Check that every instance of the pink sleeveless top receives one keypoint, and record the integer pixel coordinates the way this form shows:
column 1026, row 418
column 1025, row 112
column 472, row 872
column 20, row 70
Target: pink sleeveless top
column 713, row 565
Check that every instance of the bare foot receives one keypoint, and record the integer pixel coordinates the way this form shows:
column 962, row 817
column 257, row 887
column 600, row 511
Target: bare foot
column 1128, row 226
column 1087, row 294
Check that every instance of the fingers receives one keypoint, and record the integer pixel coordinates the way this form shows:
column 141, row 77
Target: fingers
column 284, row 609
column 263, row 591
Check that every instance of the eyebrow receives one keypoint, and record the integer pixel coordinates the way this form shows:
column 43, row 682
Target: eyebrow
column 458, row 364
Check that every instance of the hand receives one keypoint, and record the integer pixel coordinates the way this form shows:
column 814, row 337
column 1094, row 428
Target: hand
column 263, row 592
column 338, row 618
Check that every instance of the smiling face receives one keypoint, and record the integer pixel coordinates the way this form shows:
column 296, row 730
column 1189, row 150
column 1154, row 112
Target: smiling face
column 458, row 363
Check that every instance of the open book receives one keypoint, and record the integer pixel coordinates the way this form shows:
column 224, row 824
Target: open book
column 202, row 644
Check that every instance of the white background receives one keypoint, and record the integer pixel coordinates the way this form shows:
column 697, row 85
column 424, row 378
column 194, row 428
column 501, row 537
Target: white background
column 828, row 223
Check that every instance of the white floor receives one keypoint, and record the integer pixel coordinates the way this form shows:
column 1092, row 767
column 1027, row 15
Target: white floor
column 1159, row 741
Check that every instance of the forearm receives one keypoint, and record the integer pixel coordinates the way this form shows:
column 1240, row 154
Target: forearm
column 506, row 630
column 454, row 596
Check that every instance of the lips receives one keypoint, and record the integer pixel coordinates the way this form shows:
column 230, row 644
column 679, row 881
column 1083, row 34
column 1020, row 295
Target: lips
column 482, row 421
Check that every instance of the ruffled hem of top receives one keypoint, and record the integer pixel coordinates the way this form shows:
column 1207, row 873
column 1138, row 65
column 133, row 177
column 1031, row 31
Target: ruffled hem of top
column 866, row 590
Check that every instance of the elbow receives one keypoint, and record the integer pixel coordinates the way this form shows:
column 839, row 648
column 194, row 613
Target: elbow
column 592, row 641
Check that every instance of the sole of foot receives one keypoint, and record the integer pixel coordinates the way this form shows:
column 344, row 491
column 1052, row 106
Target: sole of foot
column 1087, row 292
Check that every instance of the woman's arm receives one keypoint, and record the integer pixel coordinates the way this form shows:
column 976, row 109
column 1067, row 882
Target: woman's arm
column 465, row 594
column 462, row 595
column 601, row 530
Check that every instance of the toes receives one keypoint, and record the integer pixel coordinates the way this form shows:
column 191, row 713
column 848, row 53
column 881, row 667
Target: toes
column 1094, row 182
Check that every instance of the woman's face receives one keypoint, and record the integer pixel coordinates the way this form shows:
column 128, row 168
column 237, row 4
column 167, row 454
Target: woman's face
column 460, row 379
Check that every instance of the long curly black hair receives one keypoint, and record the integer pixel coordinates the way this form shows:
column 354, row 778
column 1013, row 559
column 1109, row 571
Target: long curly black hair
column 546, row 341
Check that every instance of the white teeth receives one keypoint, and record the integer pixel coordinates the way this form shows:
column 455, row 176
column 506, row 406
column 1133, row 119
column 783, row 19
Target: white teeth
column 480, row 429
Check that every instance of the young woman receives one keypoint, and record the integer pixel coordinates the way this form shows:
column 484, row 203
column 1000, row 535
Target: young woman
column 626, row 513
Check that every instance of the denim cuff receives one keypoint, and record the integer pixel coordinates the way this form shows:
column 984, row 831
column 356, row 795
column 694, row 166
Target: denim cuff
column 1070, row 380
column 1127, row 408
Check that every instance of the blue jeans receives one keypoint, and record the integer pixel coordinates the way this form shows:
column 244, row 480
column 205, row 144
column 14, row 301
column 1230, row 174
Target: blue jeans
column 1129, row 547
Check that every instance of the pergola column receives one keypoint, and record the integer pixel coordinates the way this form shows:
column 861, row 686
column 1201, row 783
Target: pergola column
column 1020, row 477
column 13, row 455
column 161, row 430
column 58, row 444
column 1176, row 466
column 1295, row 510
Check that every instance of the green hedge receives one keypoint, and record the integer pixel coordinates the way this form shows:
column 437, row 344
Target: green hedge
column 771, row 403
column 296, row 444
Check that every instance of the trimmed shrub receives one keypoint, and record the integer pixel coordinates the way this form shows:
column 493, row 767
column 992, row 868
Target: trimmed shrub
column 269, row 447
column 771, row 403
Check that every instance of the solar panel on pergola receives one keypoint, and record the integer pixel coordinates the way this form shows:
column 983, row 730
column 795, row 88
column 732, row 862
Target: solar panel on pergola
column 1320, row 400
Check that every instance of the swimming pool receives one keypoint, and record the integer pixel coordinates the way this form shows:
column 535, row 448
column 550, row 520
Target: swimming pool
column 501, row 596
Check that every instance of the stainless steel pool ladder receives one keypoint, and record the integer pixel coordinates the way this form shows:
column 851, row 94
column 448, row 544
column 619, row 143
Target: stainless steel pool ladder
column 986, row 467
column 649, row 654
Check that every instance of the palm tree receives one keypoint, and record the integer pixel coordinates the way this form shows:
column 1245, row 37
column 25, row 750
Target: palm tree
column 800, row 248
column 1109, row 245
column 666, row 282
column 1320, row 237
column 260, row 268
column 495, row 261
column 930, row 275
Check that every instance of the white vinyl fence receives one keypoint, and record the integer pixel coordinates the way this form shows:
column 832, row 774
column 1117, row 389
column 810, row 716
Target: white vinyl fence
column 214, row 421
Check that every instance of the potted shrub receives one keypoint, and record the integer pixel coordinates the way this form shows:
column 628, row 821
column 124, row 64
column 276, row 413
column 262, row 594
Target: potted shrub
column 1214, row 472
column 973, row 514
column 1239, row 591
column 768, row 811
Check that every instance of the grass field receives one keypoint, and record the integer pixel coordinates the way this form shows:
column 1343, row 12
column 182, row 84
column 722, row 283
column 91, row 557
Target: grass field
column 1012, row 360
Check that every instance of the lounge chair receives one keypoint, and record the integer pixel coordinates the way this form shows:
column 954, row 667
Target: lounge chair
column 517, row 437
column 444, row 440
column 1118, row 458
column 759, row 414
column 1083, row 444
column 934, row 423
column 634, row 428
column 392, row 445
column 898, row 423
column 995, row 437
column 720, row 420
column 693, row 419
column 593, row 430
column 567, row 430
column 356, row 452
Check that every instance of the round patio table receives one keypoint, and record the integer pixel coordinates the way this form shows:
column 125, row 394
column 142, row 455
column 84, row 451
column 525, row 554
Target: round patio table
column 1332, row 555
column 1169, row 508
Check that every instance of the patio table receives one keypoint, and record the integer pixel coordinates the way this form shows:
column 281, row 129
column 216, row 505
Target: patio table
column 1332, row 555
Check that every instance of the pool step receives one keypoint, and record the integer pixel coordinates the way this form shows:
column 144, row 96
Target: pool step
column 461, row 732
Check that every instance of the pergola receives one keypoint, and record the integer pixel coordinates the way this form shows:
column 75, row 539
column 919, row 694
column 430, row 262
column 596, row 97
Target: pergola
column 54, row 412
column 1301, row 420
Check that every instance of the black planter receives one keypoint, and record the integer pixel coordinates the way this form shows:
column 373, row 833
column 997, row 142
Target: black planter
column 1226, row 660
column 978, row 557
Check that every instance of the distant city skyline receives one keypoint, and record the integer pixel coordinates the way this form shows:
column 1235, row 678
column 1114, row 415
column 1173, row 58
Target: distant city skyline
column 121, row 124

---

■ What this task involves: Please reproduce exactly the lines in the listing above from the one containing "Target: toes" through the one containing "column 205, row 144", both included, and nothing more.

■ Solution to this problem:
Target: toes
column 1094, row 182
Check that every instance of the woman's face receives one keypoint, and record the integer pixel coordinates the way this form shows:
column 128, row 168
column 237, row 4
column 167, row 454
Target: woman's face
column 460, row 379
Check that every instance of the long curly black hair receives one keypoint, and record the integer pixel coordinates the way this form shows:
column 354, row 778
column 1013, row 559
column 1109, row 571
Target: long curly black hair
column 546, row 341
Check that every instance of the white teeth receives one keypoint, and record the integer pixel coordinates the way this form shows:
column 455, row 176
column 506, row 406
column 1133, row 119
column 783, row 19
Target: white teeth
column 480, row 429
Check that every instance of the young woman receives one keypoint, and record the integer pixel coordinates the way this form shows:
column 484, row 203
column 1000, row 535
Target: young woman
column 626, row 513
Check that every instance of the denim cuff receives one keypoint, and record the integer pixel coordinates the way this form shows:
column 984, row 831
column 356, row 795
column 694, row 166
Target: denim cuff
column 1070, row 380
column 1127, row 408
Check that every instance of the blue jeans receives one keypoint, and record the integer pixel coordinates the way this form shows:
column 244, row 480
column 205, row 144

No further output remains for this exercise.